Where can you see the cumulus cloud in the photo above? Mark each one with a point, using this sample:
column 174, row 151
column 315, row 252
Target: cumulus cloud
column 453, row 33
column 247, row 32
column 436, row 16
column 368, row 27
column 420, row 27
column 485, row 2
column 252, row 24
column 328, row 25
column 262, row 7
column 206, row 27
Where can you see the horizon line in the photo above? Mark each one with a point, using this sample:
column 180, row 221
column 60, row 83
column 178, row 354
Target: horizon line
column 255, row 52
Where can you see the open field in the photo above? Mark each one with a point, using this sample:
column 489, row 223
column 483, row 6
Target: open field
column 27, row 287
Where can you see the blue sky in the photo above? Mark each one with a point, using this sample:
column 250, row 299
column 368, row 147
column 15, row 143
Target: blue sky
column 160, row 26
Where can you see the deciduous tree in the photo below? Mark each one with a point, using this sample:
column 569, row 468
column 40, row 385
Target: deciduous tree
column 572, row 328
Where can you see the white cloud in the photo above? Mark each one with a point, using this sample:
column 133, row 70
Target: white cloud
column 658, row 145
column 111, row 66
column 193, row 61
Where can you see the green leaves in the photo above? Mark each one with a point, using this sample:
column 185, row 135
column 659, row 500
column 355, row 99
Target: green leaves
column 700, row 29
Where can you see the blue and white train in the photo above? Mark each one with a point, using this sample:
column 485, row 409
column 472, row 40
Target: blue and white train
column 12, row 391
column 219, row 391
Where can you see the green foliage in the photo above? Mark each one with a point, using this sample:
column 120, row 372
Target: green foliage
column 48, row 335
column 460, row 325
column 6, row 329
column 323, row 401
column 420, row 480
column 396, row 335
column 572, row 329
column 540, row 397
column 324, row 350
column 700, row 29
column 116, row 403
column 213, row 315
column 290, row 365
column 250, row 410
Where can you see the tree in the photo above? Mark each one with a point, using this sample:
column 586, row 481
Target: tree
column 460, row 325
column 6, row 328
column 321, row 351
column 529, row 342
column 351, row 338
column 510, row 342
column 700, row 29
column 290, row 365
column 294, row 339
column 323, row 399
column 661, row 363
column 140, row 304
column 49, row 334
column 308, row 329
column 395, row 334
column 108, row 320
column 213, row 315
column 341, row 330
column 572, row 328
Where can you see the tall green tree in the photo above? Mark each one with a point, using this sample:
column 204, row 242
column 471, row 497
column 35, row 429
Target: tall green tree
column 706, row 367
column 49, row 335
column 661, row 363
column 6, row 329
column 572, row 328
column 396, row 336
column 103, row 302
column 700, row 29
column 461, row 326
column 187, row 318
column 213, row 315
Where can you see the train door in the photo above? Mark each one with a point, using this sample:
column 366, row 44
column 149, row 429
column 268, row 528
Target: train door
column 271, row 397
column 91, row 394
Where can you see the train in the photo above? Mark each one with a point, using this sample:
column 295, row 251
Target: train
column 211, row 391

- - - - -

▸ **What is expected**: Give back the records word for word. Start at the first line, end at the line containing "Where can you see the open", and include both.

▸ **Your solution**:
Where can you see the cumulus cloud in the photo above? Mark each one with a point, using this sample:
column 174, row 151
column 315, row 252
Target: cumulus cloud
column 453, row 33
column 247, row 32
column 436, row 16
column 368, row 27
column 420, row 27
column 485, row 2
column 252, row 24
column 328, row 25
column 262, row 7
column 206, row 27
Where can you see the horizon line in the photo above? Mark each one with a point, using this sample:
column 180, row 221
column 60, row 83
column 178, row 354
Target: horizon line
column 255, row 52
Where can you see the open field in the photo above? Mark each one with a point, using this sample:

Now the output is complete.